----- Given entries

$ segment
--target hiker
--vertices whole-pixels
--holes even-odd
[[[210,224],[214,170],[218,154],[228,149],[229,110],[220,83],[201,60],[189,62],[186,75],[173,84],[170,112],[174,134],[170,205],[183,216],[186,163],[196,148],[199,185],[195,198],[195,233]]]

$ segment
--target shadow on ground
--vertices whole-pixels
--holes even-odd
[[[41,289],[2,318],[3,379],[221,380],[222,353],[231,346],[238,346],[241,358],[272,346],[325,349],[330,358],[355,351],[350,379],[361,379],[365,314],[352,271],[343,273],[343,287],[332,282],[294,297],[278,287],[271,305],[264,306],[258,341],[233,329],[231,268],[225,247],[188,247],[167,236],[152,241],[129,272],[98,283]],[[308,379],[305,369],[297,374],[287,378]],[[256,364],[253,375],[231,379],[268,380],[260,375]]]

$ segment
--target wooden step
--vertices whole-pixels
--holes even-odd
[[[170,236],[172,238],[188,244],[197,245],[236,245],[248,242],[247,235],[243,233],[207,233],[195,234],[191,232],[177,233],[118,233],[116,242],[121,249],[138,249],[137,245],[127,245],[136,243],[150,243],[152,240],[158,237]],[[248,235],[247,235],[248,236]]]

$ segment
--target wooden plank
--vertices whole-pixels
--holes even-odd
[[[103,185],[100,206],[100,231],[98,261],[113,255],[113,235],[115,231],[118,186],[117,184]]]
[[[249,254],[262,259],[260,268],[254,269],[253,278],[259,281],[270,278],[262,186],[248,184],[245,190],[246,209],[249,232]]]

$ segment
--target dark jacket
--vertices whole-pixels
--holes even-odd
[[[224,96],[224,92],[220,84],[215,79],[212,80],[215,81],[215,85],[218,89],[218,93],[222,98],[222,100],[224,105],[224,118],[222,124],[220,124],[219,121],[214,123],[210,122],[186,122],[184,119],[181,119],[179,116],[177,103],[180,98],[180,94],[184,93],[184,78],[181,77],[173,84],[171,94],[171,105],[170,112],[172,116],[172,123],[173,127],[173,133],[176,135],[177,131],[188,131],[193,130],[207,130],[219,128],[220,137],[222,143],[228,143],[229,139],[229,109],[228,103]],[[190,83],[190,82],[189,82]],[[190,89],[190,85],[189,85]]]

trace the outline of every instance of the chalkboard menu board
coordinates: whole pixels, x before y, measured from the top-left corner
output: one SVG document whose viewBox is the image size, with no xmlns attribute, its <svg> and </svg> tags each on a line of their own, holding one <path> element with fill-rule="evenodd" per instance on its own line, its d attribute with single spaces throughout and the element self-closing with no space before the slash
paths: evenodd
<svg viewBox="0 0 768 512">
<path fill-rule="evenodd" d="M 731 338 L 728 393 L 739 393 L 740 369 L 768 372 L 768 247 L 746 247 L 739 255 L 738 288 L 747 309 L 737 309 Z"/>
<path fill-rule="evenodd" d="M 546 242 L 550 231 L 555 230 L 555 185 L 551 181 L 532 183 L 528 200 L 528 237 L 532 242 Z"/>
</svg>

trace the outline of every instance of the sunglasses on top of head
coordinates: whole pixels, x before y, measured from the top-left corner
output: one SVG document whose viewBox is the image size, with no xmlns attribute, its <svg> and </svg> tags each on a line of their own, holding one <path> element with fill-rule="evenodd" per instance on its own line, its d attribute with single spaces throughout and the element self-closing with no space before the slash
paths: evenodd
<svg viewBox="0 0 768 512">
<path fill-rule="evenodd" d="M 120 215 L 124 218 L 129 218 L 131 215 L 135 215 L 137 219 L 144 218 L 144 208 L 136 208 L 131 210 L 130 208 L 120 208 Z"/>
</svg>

----------

*Task requirements*
Return, character for character, the lines that start at the one containing "trace the outline of every instance of the sunglasses" and continue through the last line of the items, including both ends.

*Answer to the exercise*
trace the outline of every instance of the sunglasses on top of head
coordinates: whole pixels, x before y, measured from the top-left corner
output: one SVG document whose viewBox is the image size, with no xmlns attribute, its <svg> and </svg> tags each on a line of their own, holding one <path> element with fill-rule="evenodd" per instance on its own line, its d attribute with single spaces throughout and the element self-closing with no space before the slash
paths: evenodd
<svg viewBox="0 0 768 512">
<path fill-rule="evenodd" d="M 120 215 L 124 218 L 129 218 L 131 215 L 135 215 L 137 219 L 144 218 L 144 208 L 136 208 L 131 210 L 130 208 L 120 208 Z"/>
</svg>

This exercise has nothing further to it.